-- Start SUPPLIED ENTRIES --
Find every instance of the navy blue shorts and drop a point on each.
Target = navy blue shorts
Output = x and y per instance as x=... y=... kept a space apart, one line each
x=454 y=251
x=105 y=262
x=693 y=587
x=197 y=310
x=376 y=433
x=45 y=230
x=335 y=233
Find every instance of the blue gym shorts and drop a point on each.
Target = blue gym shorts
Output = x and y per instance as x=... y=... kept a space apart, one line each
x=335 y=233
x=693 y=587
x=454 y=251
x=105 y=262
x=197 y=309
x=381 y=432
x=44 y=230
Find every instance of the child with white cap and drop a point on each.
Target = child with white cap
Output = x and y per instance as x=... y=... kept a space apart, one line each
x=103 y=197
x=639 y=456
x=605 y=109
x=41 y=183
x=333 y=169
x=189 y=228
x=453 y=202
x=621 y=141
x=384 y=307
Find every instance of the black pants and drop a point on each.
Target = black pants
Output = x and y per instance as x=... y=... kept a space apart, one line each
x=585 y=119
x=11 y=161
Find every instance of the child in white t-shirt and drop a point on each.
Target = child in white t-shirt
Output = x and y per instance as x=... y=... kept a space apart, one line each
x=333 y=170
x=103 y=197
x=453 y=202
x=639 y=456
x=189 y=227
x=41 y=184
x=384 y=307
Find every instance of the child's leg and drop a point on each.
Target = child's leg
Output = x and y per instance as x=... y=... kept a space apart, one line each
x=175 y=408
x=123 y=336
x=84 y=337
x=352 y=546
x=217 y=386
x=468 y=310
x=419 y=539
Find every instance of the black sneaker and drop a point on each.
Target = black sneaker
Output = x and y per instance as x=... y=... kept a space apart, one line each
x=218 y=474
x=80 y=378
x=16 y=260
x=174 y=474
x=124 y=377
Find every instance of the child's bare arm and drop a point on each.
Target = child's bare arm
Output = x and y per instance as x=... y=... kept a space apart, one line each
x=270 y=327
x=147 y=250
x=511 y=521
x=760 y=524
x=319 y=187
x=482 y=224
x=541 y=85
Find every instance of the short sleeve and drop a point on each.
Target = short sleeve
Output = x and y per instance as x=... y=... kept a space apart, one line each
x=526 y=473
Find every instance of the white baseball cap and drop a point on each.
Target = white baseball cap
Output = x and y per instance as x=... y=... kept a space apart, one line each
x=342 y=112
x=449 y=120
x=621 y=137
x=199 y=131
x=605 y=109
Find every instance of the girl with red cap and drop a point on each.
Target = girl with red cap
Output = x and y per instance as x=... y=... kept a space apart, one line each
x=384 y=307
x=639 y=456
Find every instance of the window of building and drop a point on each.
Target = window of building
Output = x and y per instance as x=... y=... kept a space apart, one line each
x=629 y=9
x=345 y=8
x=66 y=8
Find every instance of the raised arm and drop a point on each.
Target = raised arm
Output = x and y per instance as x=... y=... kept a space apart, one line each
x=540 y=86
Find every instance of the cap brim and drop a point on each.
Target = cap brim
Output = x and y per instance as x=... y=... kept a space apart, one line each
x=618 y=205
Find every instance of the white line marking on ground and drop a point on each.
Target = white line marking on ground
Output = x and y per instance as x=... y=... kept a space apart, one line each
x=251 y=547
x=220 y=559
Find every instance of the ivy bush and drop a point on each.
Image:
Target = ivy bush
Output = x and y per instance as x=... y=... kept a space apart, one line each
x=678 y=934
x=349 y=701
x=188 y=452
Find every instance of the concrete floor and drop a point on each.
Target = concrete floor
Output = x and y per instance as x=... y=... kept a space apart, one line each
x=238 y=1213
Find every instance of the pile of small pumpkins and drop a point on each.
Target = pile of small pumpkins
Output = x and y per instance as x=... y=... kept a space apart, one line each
-- End SUPPLIED ENTRIES --
THE TASK:
Copy out the rows word for word, starting at the line that contains "Find every instance of the short" and ending at the line that contains "x=526 y=473", both included.

THE SOLUTION:
Find every instance of the short sleeve and drop a point on each.
Target = short sleeve
Output = x and y per instance as x=... y=... kept a space apart, one line each
x=526 y=473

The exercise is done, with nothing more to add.